■ **OBJETIVO**:
Responda a estas perguntas com base no excerto selecionado sobre João Rodrigues:
(a) Que idade tem João Rodrigues?
(b) Em quantas corridas já participou?
(c) Quantas vezes por semana treina?

■ **EXCERTO SELECIONADO**:
┄┄┄┄┄┄┄┄┄┄

João Rodrigues, de 16 anos, é um dos jovens mais promissores da escola, numa terra que já formou matadores como Nuno Manuel ‘Velásquez' ou Sérgio Santos ‘Parrita'. Ambos tiveram de deixar a carreira de matadores pelas bandarilhas, sinal da extrema competitividade de uma profissão de elite. João dá os primeiros passos da sua caminhada: "Já participei em nove corridas, sempre em Portugal. Gostava de seguir esta arte e de ser um matador de touros." Nascido no Montijo, o irmão mais velho foi forcado mas abandonou a vida taurina. Empenha-se nos treinos, três vezes por semana, para alimentar o sonho de ser matador. "Sei que tenho de ir para Espanha para triunfar, mas estou preparado para isso."

┄┄┄┄┄┄┄┄┄┄

■ **LISTA DE ITENS**:
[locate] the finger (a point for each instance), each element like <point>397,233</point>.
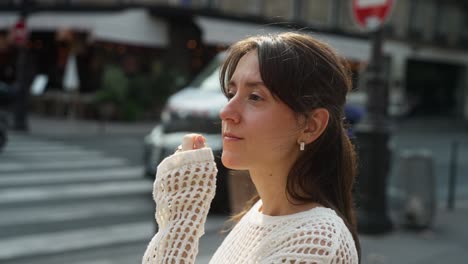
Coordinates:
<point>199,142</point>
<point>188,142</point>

┄┄┄┄┄┄┄┄┄┄

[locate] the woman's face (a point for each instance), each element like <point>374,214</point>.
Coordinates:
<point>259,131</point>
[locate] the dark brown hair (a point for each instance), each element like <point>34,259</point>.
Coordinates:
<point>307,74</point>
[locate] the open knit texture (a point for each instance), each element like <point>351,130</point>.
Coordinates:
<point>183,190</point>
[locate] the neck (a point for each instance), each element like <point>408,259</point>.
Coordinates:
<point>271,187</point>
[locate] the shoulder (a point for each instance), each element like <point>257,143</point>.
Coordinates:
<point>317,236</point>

┄┄┄┄┄┄┄┄┄┄

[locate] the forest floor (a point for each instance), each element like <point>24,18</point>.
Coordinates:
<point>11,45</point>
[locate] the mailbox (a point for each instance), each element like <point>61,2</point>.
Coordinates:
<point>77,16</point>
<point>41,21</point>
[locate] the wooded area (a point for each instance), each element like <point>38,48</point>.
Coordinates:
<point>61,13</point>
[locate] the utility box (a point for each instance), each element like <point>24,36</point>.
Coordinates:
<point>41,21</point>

┄┄┄┄┄┄┄┄┄┄

■ **RESOLUÇÃO**:
(a) Tem 16 anos.
(b) Participou em nove corridas, sempre em Portugal.
(c) Treina três vezes por semana.